[[ Material supplied, beginning ]]
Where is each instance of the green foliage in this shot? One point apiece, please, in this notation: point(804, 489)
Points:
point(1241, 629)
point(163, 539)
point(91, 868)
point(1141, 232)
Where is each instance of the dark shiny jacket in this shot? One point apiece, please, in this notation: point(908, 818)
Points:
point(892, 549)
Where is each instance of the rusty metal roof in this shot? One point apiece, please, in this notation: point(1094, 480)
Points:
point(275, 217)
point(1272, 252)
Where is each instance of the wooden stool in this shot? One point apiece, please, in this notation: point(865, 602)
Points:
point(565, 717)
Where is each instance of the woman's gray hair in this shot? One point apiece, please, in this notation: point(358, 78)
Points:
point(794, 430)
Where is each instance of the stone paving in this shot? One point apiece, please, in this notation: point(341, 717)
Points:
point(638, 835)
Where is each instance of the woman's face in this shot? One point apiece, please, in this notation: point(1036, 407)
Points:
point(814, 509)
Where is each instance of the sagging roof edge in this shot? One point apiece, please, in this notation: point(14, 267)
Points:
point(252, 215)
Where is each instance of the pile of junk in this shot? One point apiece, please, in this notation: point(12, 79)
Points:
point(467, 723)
[[ Material supplied, end ]]
[[ Material supplied, beginning ]]
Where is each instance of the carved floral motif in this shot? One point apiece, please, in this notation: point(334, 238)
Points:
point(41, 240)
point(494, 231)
[[ Material supplied, end ]]
What to work on:
This exercise needs every line of the listing that contains the word "woman".

Result for this exercise:
Where is each instance of the woman's gray hair in this shot? One point apiece, please, in this notation: point(358, 78)
Where is each instance of the woman's face in this shot? One point apiece, please, in this notation: point(1036, 407)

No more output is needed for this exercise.